Cool video from JayzTwoCents on CPUs

patrickjp93 · October 29, 2014

Are you saying only a snob can tell the difference between real lighting and dummy lighting (cannot remember the real term).

This is what is progressing at this point.

More and more games are trying to become more realistic (in the sense of motion, lighting, AI, and so forth).

You can put in dummy replacement, but people will notice it immediately.

Again, as I said: This is decision game developers have to make.

Note:

Sony and Microsoft are having issues with a not strong enough CPU:

http://www.pcper.com/news/General-Tech/Sony-PS4-and-Microsoft-Xbox-One-Already-Hitting-Performance-Wall

Consoles don't belong on this planet anymore. They cripple the whole industry. That said, no, most people can't tell the difference between amateur lighting (me) and the professional work that takes 8x the resources for 8% more realism. If you give me the same lights and walls, I can illuminate it just as well with far less intense mathematics. It can be made real enough the human eye won't be able to tell the difference. The only reason to use direct ray tracing is for absolutely precise physics simulation. In games it's a waste.

AI is another aspect that needs to be offloaded to the GPU. You can't have advanced AI without a large number of cores. Neural networks are like that, no two ways about it. This is another reason Nvidia and AMD both should be making efforts to have programmers use Intel's/AMD's iGPU when available for that and leave the image processing to the big iron.

vm'N · October 29, 2014

Consoles don't belong on this planet anymore. They cripple the whole industry. That said, no, most people can't tell the difference between amateur lighting (me) and the professional work that takes 8x the resources for 8% more realism. If you give me the same lights and walls, I can illuminate it just as well with far less intense mathematics. It can be made real enough the human eye won't be able to tell the difference. The only reason to use direct ray tracing is for absolutely precise physics simulation. In games it's a waste.

AI is another aspect that needs to be offloaded to the GPU. You can't have advanced AI without a large number of cores. Neural networks are like that, no two ways about it. This is another reason Nvidia and AMD both should be making efforts to have programmers use Intel's/AMD's iGPU when available for that and leave the image processing to the big iron.

Consoles have some incredible benefits, especially from the gaming perspective.

Excerpts of location labeling data:
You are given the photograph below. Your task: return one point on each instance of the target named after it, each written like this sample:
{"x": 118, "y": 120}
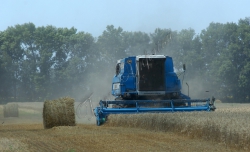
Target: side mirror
{"x": 184, "y": 67}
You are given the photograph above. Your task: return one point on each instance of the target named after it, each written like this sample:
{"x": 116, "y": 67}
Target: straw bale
{"x": 59, "y": 112}
{"x": 10, "y": 110}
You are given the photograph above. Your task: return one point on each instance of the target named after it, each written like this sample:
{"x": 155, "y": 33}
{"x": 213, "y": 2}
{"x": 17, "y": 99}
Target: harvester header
{"x": 148, "y": 83}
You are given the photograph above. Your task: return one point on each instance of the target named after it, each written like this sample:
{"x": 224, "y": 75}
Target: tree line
{"x": 38, "y": 63}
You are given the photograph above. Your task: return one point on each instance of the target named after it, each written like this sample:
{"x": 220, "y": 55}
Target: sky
{"x": 92, "y": 16}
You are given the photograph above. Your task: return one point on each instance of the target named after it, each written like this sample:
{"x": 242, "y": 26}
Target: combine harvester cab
{"x": 148, "y": 83}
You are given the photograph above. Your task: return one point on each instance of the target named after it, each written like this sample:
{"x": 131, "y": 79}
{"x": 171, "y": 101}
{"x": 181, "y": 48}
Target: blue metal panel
{"x": 139, "y": 107}
{"x": 172, "y": 82}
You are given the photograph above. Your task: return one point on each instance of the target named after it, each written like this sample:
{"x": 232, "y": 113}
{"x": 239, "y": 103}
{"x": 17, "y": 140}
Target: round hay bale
{"x": 59, "y": 112}
{"x": 10, "y": 110}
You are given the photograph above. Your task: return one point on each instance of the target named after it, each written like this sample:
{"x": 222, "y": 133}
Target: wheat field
{"x": 229, "y": 126}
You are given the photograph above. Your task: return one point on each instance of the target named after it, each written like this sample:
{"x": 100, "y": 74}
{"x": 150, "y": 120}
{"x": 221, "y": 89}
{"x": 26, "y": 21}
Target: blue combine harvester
{"x": 148, "y": 83}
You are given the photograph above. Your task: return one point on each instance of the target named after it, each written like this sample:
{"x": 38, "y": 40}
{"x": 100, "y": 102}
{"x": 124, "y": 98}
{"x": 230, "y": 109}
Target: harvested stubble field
{"x": 165, "y": 132}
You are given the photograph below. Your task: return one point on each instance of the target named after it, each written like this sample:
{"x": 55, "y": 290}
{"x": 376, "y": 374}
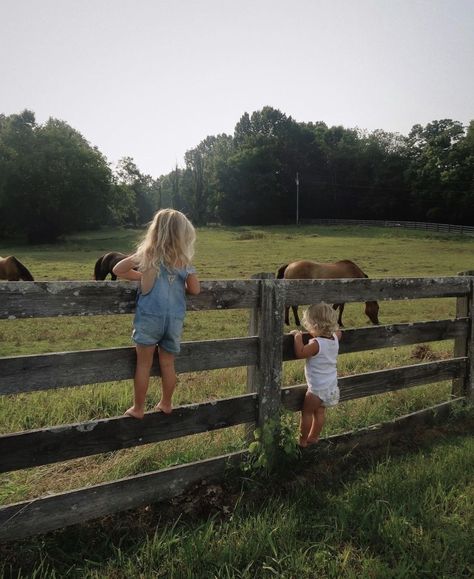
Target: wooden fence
{"x": 264, "y": 351}
{"x": 421, "y": 225}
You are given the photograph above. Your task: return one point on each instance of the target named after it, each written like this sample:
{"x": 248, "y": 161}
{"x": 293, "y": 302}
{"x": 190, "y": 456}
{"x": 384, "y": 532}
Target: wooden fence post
{"x": 267, "y": 323}
{"x": 465, "y": 346}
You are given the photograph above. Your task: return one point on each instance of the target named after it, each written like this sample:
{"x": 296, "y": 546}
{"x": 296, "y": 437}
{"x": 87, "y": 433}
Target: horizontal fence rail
{"x": 56, "y": 370}
{"x": 86, "y": 298}
{"x": 304, "y": 291}
{"x": 48, "y": 445}
{"x": 383, "y": 381}
{"x": 44, "y": 514}
{"x": 62, "y": 369}
{"x": 45, "y": 299}
{"x": 440, "y": 227}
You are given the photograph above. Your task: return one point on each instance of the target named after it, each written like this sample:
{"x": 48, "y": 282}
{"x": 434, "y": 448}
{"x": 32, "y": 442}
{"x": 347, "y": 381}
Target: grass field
{"x": 313, "y": 528}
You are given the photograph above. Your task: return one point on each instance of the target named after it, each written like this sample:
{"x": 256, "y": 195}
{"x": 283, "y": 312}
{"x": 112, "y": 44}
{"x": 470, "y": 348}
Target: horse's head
{"x": 372, "y": 312}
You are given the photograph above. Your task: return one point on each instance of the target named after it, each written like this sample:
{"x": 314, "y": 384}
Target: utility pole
{"x": 297, "y": 181}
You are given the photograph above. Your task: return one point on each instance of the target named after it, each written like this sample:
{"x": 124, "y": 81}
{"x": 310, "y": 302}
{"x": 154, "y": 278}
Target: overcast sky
{"x": 151, "y": 78}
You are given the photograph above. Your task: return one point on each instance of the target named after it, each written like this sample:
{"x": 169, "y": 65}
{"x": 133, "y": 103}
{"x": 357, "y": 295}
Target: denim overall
{"x": 159, "y": 313}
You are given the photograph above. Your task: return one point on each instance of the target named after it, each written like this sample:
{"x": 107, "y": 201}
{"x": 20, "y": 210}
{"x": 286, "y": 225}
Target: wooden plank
{"x": 61, "y": 510}
{"x": 361, "y": 290}
{"x": 461, "y": 344}
{"x": 389, "y": 336}
{"x": 382, "y": 381}
{"x": 58, "y": 370}
{"x": 20, "y": 299}
{"x": 252, "y": 368}
{"x": 49, "y": 445}
{"x": 268, "y": 376}
{"x": 43, "y": 514}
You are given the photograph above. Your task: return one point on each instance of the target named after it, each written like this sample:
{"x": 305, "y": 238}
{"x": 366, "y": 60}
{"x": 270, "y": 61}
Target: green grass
{"x": 386, "y": 516}
{"x": 282, "y": 548}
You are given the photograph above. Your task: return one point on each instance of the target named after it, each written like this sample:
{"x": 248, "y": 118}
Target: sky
{"x": 150, "y": 79}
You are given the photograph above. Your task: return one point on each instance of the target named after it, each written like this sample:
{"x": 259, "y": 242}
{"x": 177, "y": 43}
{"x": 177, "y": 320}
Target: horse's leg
{"x": 339, "y": 307}
{"x": 295, "y": 313}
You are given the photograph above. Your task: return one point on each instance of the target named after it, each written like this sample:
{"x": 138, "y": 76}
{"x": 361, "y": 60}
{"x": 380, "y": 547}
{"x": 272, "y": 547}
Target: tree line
{"x": 53, "y": 182}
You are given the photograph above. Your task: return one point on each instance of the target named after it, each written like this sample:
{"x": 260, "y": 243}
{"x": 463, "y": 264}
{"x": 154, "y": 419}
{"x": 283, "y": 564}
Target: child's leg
{"x": 310, "y": 406}
{"x": 318, "y": 422}
{"x": 142, "y": 378}
{"x": 168, "y": 381}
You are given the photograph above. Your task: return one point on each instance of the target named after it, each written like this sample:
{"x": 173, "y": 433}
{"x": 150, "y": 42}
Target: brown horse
{"x": 336, "y": 270}
{"x": 105, "y": 264}
{"x": 12, "y": 269}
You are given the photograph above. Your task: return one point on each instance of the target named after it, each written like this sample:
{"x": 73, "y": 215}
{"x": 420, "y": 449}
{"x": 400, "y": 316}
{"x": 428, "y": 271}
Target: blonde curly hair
{"x": 169, "y": 239}
{"x": 320, "y": 318}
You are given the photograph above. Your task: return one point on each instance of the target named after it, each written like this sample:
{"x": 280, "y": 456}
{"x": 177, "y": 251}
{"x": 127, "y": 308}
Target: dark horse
{"x": 336, "y": 270}
{"x": 13, "y": 270}
{"x": 105, "y": 264}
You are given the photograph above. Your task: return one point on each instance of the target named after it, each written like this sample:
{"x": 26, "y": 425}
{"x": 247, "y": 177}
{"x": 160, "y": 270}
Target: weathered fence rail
{"x": 265, "y": 350}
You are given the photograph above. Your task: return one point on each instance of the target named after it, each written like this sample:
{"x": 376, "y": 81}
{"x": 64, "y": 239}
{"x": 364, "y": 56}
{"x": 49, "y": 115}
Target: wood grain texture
{"x": 62, "y": 369}
{"x": 20, "y": 299}
{"x": 389, "y": 336}
{"x": 361, "y": 290}
{"x": 49, "y": 445}
{"x": 44, "y": 514}
{"x": 61, "y": 510}
{"x": 381, "y": 381}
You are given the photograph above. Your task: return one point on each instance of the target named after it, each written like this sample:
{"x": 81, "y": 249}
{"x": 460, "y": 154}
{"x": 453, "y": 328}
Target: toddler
{"x": 320, "y": 369}
{"x": 163, "y": 261}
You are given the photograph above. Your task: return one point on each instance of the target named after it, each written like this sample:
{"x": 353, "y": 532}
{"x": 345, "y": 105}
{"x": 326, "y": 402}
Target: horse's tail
{"x": 97, "y": 269}
{"x": 281, "y": 271}
{"x": 22, "y": 270}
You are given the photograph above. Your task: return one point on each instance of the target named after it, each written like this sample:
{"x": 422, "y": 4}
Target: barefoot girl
{"x": 163, "y": 260}
{"x": 320, "y": 369}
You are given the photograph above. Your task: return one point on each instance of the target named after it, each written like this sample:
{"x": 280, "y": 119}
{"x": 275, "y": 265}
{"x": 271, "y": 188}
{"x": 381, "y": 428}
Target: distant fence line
{"x": 440, "y": 227}
{"x": 263, "y": 352}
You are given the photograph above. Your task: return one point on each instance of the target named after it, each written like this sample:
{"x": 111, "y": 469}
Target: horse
{"x": 105, "y": 264}
{"x": 12, "y": 269}
{"x": 336, "y": 270}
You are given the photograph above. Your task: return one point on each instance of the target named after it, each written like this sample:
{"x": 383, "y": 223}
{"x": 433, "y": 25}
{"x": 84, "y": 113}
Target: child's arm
{"x": 124, "y": 269}
{"x": 301, "y": 350}
{"x": 193, "y": 286}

* **What this exercise asks**
**A.** Update the forum thread, starting at "This is what" and ending at "have to make.", so that "game developers" becomes "studios".
**B.** Put this sentence from the forum thread into Spanish: "More and more games are trying to become more realistic (in the sense of motion, lighting, AI, and so forth)."

* **Solution list**
**A.**
This is what is progressing at this point.

More and more games are trying to become more realistic (in the sense of motion, lighting, AI, and so forth).

You can put in dummy replacement, but people will notice it immediately.

Again, as I said: This is decision studios have to make.

**B.** Cada vez más juegos intentan ser más realistas (en cuanto a movimiento, iluminación, IA y demás).